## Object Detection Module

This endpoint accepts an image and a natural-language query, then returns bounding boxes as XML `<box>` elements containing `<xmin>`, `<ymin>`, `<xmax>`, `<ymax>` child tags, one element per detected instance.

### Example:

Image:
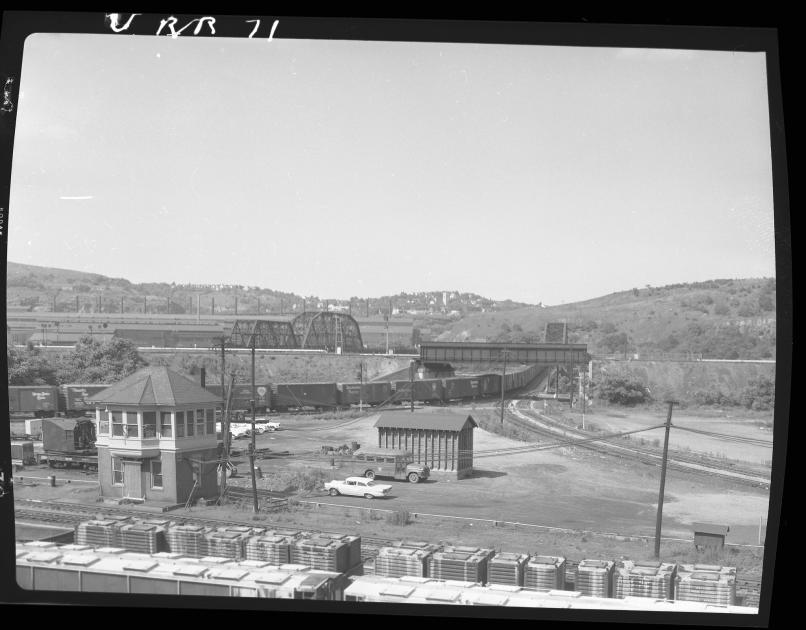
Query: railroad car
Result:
<box><xmin>8</xmin><ymin>385</ymin><xmax>59</xmax><ymax>418</ymax></box>
<box><xmin>271</xmin><ymin>383</ymin><xmax>341</xmax><ymax>411</ymax></box>
<box><xmin>205</xmin><ymin>383</ymin><xmax>271</xmax><ymax>413</ymax></box>
<box><xmin>336</xmin><ymin>381</ymin><xmax>392</xmax><ymax>407</ymax></box>
<box><xmin>42</xmin><ymin>418</ymin><xmax>98</xmax><ymax>470</ymax></box>
<box><xmin>442</xmin><ymin>376</ymin><xmax>481</xmax><ymax>402</ymax></box>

★ ★ ★

:: EXERCISE OBJECTIVE ::
Please recast the whole listing above as a JSON list of strings, one string per line with blank lines dropped, and leave the pictures out.

:: TASK RESULT ::
[
  "## Object Detection Module",
  "This endpoint accepts an image and a natural-language query, then returns bounding boxes as XML `<box>` elements containing `<xmin>`, `<ymin>`, `<xmax>`, `<ymax>` child tags, one element per detected instance.",
  "### Example:",
  "Image:",
  "Query: railroad car",
  "Result:",
  "<box><xmin>8</xmin><ymin>385</ymin><xmax>59</xmax><ymax>418</ymax></box>",
  "<box><xmin>271</xmin><ymin>383</ymin><xmax>341</xmax><ymax>411</ymax></box>",
  "<box><xmin>205</xmin><ymin>383</ymin><xmax>271</xmax><ymax>413</ymax></box>",
  "<box><xmin>336</xmin><ymin>381</ymin><xmax>392</xmax><ymax>407</ymax></box>",
  "<box><xmin>42</xmin><ymin>418</ymin><xmax>98</xmax><ymax>470</ymax></box>",
  "<box><xmin>442</xmin><ymin>376</ymin><xmax>481</xmax><ymax>402</ymax></box>"
]